### Document section:
Simulate the data distribution:

sim_coefs_fit_1 and sim_coefs_fit_2 are generated using the sim function from the clarify package, applied to two fitted models (fit_1 and fit_2). These functions simulate the distribution of coefficients based on the specified models, capturing the uncertainty around the estimated parameters.
Calculate ATE:

For both models, the sim_ame function calculates the ATE as the marginal risk difference (RD) when the treatment variable (A) is present (A == 1). This function uses the simulated coefficients to estimate the treatment effect across the simulated distributions, providing a comprehensive view of the ATE under each model.

To streamline the output, the function is set to verbose mode off (verbose = FALSE).

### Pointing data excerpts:
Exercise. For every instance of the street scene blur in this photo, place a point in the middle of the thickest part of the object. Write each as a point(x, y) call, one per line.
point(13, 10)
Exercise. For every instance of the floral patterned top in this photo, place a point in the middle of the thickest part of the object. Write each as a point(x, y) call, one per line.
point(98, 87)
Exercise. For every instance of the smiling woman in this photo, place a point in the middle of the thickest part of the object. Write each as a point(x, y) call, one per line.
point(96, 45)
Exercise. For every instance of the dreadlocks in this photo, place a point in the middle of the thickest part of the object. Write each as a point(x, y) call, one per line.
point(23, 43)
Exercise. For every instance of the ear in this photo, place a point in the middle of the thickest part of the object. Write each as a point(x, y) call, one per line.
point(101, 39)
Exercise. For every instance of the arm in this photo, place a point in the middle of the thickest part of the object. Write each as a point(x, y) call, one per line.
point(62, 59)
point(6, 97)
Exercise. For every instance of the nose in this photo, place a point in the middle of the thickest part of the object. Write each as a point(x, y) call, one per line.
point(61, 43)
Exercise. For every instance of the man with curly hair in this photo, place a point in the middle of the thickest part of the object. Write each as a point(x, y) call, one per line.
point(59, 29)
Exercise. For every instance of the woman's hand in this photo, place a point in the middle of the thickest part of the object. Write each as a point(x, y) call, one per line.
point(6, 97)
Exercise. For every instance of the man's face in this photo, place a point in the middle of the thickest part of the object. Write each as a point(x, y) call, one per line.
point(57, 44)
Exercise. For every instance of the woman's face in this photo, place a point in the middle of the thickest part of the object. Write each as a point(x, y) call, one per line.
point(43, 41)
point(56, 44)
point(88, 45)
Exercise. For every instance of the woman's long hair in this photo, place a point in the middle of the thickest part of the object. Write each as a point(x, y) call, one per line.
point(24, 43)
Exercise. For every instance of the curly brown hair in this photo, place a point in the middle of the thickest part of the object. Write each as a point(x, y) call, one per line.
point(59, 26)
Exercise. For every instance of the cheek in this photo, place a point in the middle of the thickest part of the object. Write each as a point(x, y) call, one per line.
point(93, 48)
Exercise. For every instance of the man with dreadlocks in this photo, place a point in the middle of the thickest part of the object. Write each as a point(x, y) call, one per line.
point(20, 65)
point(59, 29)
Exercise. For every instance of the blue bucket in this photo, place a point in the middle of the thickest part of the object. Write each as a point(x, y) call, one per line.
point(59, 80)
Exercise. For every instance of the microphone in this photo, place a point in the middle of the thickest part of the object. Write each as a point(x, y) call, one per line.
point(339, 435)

### Problems to work on:
**a)** Duplicate the part of the passage on simulating the ATE that opens with the words containing "Simulate the data" and closes with "(verbose = FALSE).".
**b)** Pick up the passage on simulating the ATE with the clarify package and carry it on from its last sentence.

### Answers below:
**a)**
Simulate the data distribution:

sim_coefs_fit_1 and sim_coefs_fit_2 are generated using the sim function from the clarify package, applied to two fitted models (fit_1 and fit_2). These functions simulate the distribution of coefficients based on the specified models, capturing the uncertainty around the estimated parameters.
Calculate ATE:

For both models, the sim_ame function calculates the ATE as the marginal risk difference (RD) when the treatment variable (A) is present (A == 1). This function uses the simulated coefficients to estimate the treatment effect across the simulated distributions, providing a comprehensive view of the ATE under each model.

To streamline the output, the function is set to verbose mode off (verbose = FALSE).

**b)**
Results:

Summaries of these estimates (summary_sim_est_fit_1 and summary_sim_est_fit_2) are obtained, providing detailed statistics including the estimated ATE and its 95% confidence intervals (CI).

Presentation: report ATE and CIs:

Using the glue package, the ATE and its 95% CIs for both models are formatted into a string for easy reporting. This step transforms the statistical output into a more interpretable form, highlighting the estimated treatment effect and its precision.

# use `clarify` package to obtain ATE
if (!require(clarify)) {
  install.packages("clarify")
} # clarify package
# simulate fit 1 ATE
set.seed(2025)
sim_coefs_fit_1 <- sim(fit_1)
sim_coefs_fit_2 <- sim(fit_2)

# marginal risk difference ATE, simulation-based: model 1 (L is a confounder)
sim_est_fit_1 <-
  sim_ame(
    sim_coefs_fit_1,
    var = "A",
    subset = A == 1,
    contrast = "RD",
    verbose = FALSE
  )
# marginal risk difference ATE, simulation-based: model 2 (L is a mediator)
sim_est_fit_2 <-
  sim_ame(
    sim_coefs_fit_2,
    var = "A",
    subset = A == 1,
    contrast = "RD",
    verbose = FALSE
  )
# obtain summaries
summary_sim_est_fit_1 <- summary(sim_est_fit_1, null = c(`RD` = 0))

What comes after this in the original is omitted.